Aufgabe A: Aktualisiere in den Datensätzen alles von der Zeile mit „Task: put a dot on each instance of the sandy“ bis zum Ende der Datensätze, indem du „desert shrub“ durch „dry shrub“ ersetzt. Gib nur diesen Abschnitt aus, sonst unverändert.

Da sitze ich nun ohne mein Handy – Zeitschriften gibt es vermutlich aus Hygienegründen zurzeit nicht – und überlege, was ich mit der Wartezeit anfange. Ich bin ohnehin kein Mensch, der sich in diesen Räumen gerne mit anderen unterhält oder sich deren Leidens- oder Lebensgeschichte anhört und jetzt mit den veränderten Abstandsregeln erst recht nicht. Daher werden nun kurzerhand Stift und Zettel aus der Tasche geholt und ganz herkömmlich Notizen handschriftlich verfasst und dazwischen auch immer mal wieder die Menschen in der Umgebung beobachtet. Es ist schon irgendwie ein interessantes Bild, das sich hier bietet – so unterschiedlich, so eigen wie sich die Menschen teilweise verhalten.

Doch vor allem kreisen erst mal meine Gedanken um mein nicht vorhandenes Handy – gut, ich hatte zwar keinen Lokalbesuch geplant, aber irgendwie war der Gedanke schon irritierend, dass ich aufgrund meines vergessenen Handys keinen Zugang haben würde.

 

Was hast du im Kopf?

Dies ist jetzt natürlich nicht ketzerisch gemeint und auch nicht an die Aussagen „Der hat nur Stroh im Kopf“ oder „Die hat ja nichts im Kopf“ angelehnt. Nein, es stellt sich für mich eher die Frage, was wir uns merken und wo wir uns ohnehin auf unser Smartphone verlassen.

Aufgabe B: Was gibt es laut dem Textausschnitt vermutlich aus Hygienegründen zurzeit nicht?

(Datensätze zu Objektpositionen)
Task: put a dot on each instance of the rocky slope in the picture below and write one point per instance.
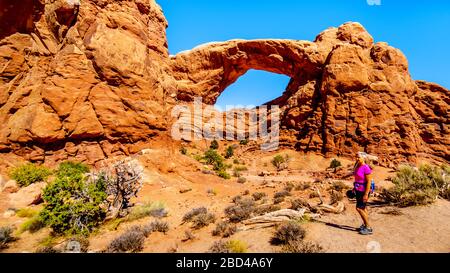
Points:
(92, 79)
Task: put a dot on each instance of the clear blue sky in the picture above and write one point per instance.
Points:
(421, 29)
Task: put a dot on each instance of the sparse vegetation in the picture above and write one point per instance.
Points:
(280, 162)
(32, 225)
(233, 246)
(244, 142)
(242, 210)
(6, 236)
(199, 217)
(223, 174)
(130, 241)
(339, 186)
(335, 197)
(214, 145)
(27, 213)
(156, 226)
(72, 204)
(283, 193)
(259, 195)
(263, 209)
(302, 247)
(219, 247)
(299, 203)
(418, 186)
(303, 186)
(224, 229)
(288, 233)
(335, 164)
(29, 173)
(242, 180)
(237, 246)
(153, 209)
(229, 152)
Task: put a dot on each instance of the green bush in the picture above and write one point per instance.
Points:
(6, 236)
(224, 174)
(418, 186)
(214, 145)
(153, 209)
(29, 173)
(287, 233)
(280, 162)
(72, 203)
(229, 152)
(335, 164)
(244, 142)
(32, 225)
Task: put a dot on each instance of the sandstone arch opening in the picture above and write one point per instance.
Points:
(254, 88)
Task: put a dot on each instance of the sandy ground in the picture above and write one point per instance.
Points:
(418, 229)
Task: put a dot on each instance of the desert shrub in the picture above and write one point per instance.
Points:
(199, 217)
(188, 236)
(334, 164)
(156, 226)
(224, 229)
(289, 187)
(219, 247)
(123, 180)
(27, 213)
(214, 145)
(32, 225)
(153, 209)
(392, 211)
(80, 242)
(29, 173)
(299, 204)
(420, 186)
(223, 174)
(229, 152)
(242, 180)
(263, 209)
(280, 162)
(212, 192)
(303, 186)
(242, 210)
(73, 204)
(339, 186)
(313, 195)
(233, 246)
(130, 241)
(244, 142)
(283, 193)
(259, 195)
(236, 246)
(6, 236)
(47, 250)
(335, 197)
(287, 233)
(302, 247)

Lösung A:
Task: put a dot on each instance of the sandy ground in the picture above and write one point per instance.
Points:
(418, 229)
Task: put a dot on each instance of the dry shrub in the picture above and write one point per instance.
Points:
(199, 217)
(188, 236)
(334, 164)
(156, 226)
(224, 229)
(289, 187)
(219, 247)
(123, 180)
(27, 213)
(214, 145)
(32, 225)
(153, 209)
(392, 211)
(80, 242)
(29, 173)
(299, 204)
(420, 186)
(223, 174)
(229, 152)
(242, 180)
(263, 209)
(280, 162)
(212, 192)
(303, 186)
(242, 210)
(73, 204)
(339, 186)
(313, 195)
(233, 246)
(130, 241)
(244, 142)
(283, 193)
(259, 195)
(236, 246)
(6, 236)
(47, 250)
(335, 197)
(287, 233)
(302, 247)

Lösung B: Zeitschriften.